*Exercise requirements*: Each line below should be reproduced without any alteration.

START Dataset records

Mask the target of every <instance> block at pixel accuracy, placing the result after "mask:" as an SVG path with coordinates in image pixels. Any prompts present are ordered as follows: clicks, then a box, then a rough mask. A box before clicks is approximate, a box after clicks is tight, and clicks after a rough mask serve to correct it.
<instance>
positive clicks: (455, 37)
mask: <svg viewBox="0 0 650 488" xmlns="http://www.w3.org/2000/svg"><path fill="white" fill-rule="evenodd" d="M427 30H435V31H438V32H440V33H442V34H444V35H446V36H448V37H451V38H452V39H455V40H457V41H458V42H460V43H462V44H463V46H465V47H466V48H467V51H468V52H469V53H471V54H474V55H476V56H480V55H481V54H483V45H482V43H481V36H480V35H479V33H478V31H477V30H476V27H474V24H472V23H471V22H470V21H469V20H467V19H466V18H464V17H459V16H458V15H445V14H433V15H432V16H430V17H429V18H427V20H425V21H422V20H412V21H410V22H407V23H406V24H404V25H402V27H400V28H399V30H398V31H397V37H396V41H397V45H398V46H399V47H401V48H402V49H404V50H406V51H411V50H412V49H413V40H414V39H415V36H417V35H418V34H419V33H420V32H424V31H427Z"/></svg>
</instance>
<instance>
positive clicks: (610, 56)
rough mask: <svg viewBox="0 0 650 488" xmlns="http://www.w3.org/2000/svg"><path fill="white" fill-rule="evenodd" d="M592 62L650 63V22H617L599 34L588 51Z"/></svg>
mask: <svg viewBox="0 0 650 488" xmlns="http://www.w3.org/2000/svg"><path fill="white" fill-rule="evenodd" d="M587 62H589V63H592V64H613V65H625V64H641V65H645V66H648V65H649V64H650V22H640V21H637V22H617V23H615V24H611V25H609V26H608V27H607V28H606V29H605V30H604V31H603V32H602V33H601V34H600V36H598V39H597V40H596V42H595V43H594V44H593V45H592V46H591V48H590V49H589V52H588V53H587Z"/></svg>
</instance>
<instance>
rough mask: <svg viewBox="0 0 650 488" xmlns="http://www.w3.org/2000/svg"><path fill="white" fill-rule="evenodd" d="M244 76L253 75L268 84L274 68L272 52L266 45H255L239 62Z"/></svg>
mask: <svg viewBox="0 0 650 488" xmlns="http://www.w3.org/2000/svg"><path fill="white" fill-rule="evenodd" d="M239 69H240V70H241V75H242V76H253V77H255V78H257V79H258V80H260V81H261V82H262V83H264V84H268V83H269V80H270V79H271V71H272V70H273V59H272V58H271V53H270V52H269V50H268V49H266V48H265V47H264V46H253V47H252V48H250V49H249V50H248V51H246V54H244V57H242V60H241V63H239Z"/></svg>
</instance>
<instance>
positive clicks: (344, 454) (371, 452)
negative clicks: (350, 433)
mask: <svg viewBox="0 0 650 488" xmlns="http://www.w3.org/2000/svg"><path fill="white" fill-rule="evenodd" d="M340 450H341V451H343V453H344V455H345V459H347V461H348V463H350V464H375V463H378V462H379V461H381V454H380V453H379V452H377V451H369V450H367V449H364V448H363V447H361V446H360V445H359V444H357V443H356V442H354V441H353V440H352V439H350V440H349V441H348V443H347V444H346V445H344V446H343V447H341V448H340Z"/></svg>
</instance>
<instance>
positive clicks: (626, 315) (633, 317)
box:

END Dataset records

*Result*:
Mask the target of every <instance> block at pixel accuracy, placing the result after "mask:" as an SVG path with coordinates in image pixels. Any prompts present are ordered as follows: clicks, then a box, then a rough mask. A box before clicks is approximate, a box after clicks is tight, and clicks after a rough mask serve to correct it.
<instance>
positive clicks: (455, 37)
mask: <svg viewBox="0 0 650 488" xmlns="http://www.w3.org/2000/svg"><path fill="white" fill-rule="evenodd" d="M427 30H435V31H438V32H440V33H442V34H444V35H446V36H448V37H451V38H452V39H455V40H457V41H458V42H460V43H462V44H463V46H465V47H466V48H467V51H468V52H469V53H471V54H474V55H476V56H480V55H481V54H483V45H482V43H481V36H480V35H479V33H478V31H477V30H476V27H474V24H472V23H471V22H470V21H469V20H467V19H466V18H464V17H459V16H458V15H445V14H433V15H432V16H430V17H429V18H427V20H425V21H422V20H412V21H410V22H407V23H406V24H404V25H402V27H400V28H399V30H398V31H397V37H396V41H397V45H398V46H399V47H401V48H402V49H404V50H406V51H411V50H412V49H413V40H414V39H415V36H417V35H418V34H419V33H420V32H424V31H427Z"/></svg>
</instance>
<instance>
positive clicks: (610, 56)
rough mask: <svg viewBox="0 0 650 488" xmlns="http://www.w3.org/2000/svg"><path fill="white" fill-rule="evenodd" d="M592 62L650 63V22H617L599 34L588 51Z"/></svg>
mask: <svg viewBox="0 0 650 488" xmlns="http://www.w3.org/2000/svg"><path fill="white" fill-rule="evenodd" d="M587 62H589V63H592V64H613V65H625V64H641V65H645V66H648V65H649V64H650V22H640V21H637V22H617V23H615V24H611V25H609V26H608V27H607V28H606V29H605V30H604V31H603V32H602V33H601V34H600V36H598V39H597V40H596V42H595V43H594V44H593V45H592V46H591V48H590V49H589V52H588V53H587Z"/></svg>
</instance>
<instance>
rough mask: <svg viewBox="0 0 650 488" xmlns="http://www.w3.org/2000/svg"><path fill="white" fill-rule="evenodd" d="M244 76L253 75L268 84L274 68L272 52L266 45H255L239 62Z"/></svg>
mask: <svg viewBox="0 0 650 488" xmlns="http://www.w3.org/2000/svg"><path fill="white" fill-rule="evenodd" d="M239 69H240V70H241V75H242V76H253V77H255V78H257V79H258V80H260V81H261V82H262V83H264V84H268V83H269V80H270V79H271V71H272V70H273V59H272V58H271V53H270V52H269V50H268V49H266V48H265V47H264V46H253V47H252V48H250V49H249V50H248V51H246V54H244V57H242V60H241V63H239Z"/></svg>
</instance>
<instance>
positive clicks: (344, 454) (371, 452)
negative clicks: (350, 433)
mask: <svg viewBox="0 0 650 488" xmlns="http://www.w3.org/2000/svg"><path fill="white" fill-rule="evenodd" d="M340 450H341V451H343V453H344V455H345V459H347V461H348V463H350V464H375V463H378V462H379V461H381V454H380V453H379V452H377V451H369V450H367V449H364V448H363V447H361V446H360V445H359V444H357V443H356V442H354V441H353V440H352V439H350V440H349V441H348V443H347V444H346V445H344V446H343V447H341V448H340Z"/></svg>
</instance>
<instance>
positive clicks: (626, 315) (633, 317)
box:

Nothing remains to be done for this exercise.